## SELECTED EXCERPT
My almost complete solution below -- i invite someone else to finish it -- using the newly implemented hide tags:

To make things easier to think about for me, I will compute the probability that the colony becomes extinct. Then the probability of immortality = 1 - probability of extinction. Denote the probability of extinction by s.

A 1st generation: the very first bacterium / \ B C 2nd generation: two kids

Denote the first bacterium by A. A can make either 0 or 2 kids for the next generation. These are disjoint events, so from the total probabiility theorem (which basically just adds up all possible cases that can create a desired result):

s = (prob. A dies) + (prob. A splits)*(prob. A's kids have immortal family trees | prob. A splits)

## REQUIREMENT A
Switch "colony" to "population" in the bacteria excerpt, starting at "My almost complete" and ending at "extinction by s.", and write that stretch out again.
## REQUIREMENT B
Decide whether each statement agrees with the bacteria excerpt, answering yes or no and quoting the words that settle it: (i) The writer chooses to compute the probability of extinction. (ii) The probability of extinction is denoted by p. (iii) The first bacterium can make either 0 or 3 kids.
Answer using only the bacteria excerpt.

## RECORDED INFORMATION

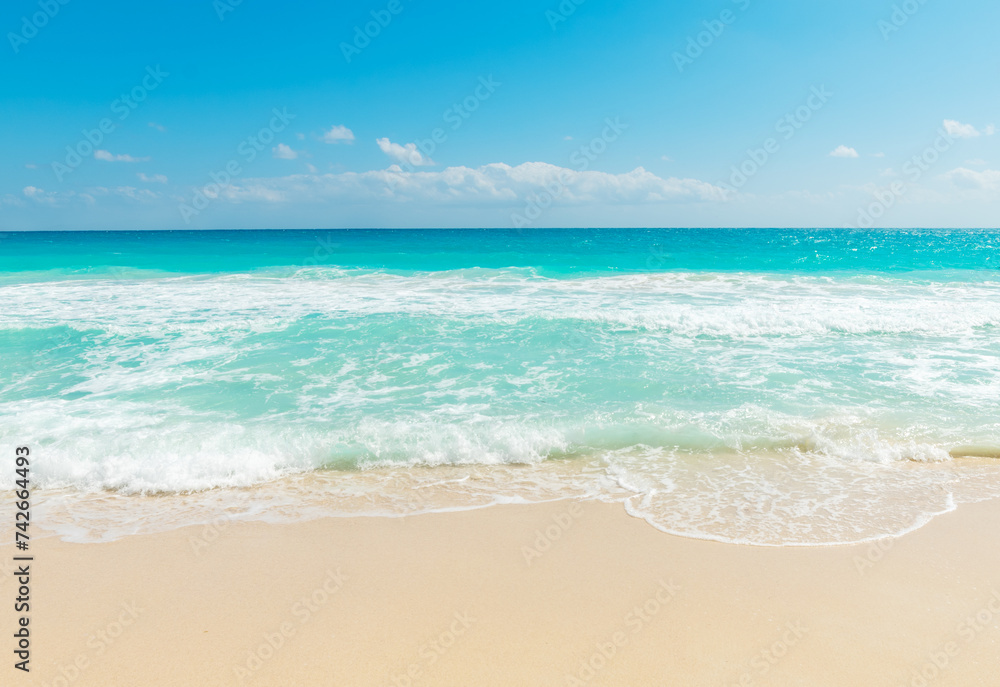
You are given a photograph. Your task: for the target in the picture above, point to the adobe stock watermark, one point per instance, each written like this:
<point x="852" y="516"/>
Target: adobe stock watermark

## EXERCISE ANSWER A
My almost complete solution below -- i invite someone else to finish it -- using the newly implemented hide tags:

To make things easier to think about for me, I will compute the probability that the population becomes extinct. Then the probability of immortality = 1 - probability of extinction. Denote the probability of extinction by s.

## EXERCISE ANSWER B
(i) Yes: "I will compute the probability that the colony becomes extinct."
(ii) No: "Denote the probability of extinction by s."
(iii) No: "A can make either 0 or 2 kids for the next generation."